The Bisons’ name dates all the way back to 1879, as from that season through 1885 a team by that name played in the National League. (Everyone involved with this incarnation of the franchise is dead. I looked it up.) The current iteration of the Bisons arrived in 1979 as a member of the Double-A Eastern League, transitioning to the Triple-A American Association in 1985 and then, when that circuit dissolved, becoming members of the International League in 1998. Buffalo-based Rich Products Corporation bought the team in 1983, and it remains under the Rich family’s ownership. (Rich Baseball Operations is under the Rich Entertainment Group umbrella. The Rich family also owns the Northwest Arkansas Naturals as well as the new Morgantown, West Virginia, New York-Penn League club formerly known as the Jamestown Jammers. Rich Entertainment Group is also involved in the theater scene, such as the current effort to turn Bull Durham into a Broadway musical.)
Upon gaining entry to the stadium, I proceeded to the concourse and snapped the following photos. It was August 26, the last home game of the regular season, and a pre-game awards ceremony was set to take place shortly as part of the evening’s Fan Appreciation Night festivities.

§ **WHAT IS NEEDED**
Name every league that the text on the Bisons says a Buffalo team called the Bisons has played in.

§ **LISTING**
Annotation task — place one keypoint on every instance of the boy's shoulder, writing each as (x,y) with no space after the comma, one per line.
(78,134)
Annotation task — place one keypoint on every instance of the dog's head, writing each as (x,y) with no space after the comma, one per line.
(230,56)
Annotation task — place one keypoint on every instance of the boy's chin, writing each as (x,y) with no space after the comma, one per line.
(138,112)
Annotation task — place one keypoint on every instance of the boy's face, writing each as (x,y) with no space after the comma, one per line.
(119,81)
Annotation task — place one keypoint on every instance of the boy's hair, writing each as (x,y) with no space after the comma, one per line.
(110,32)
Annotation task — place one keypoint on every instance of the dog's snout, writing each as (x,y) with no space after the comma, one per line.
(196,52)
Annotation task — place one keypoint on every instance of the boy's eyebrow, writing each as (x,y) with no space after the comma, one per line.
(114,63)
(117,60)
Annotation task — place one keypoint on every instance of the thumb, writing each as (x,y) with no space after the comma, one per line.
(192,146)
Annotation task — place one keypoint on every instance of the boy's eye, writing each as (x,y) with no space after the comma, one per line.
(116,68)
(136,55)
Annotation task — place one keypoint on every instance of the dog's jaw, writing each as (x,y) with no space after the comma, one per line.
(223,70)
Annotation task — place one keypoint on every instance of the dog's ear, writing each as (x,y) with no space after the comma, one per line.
* * *
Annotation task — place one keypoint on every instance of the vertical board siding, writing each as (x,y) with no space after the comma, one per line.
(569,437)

§ **EXERCISE SOLUTION**
National League, Eastern League, American Association, International League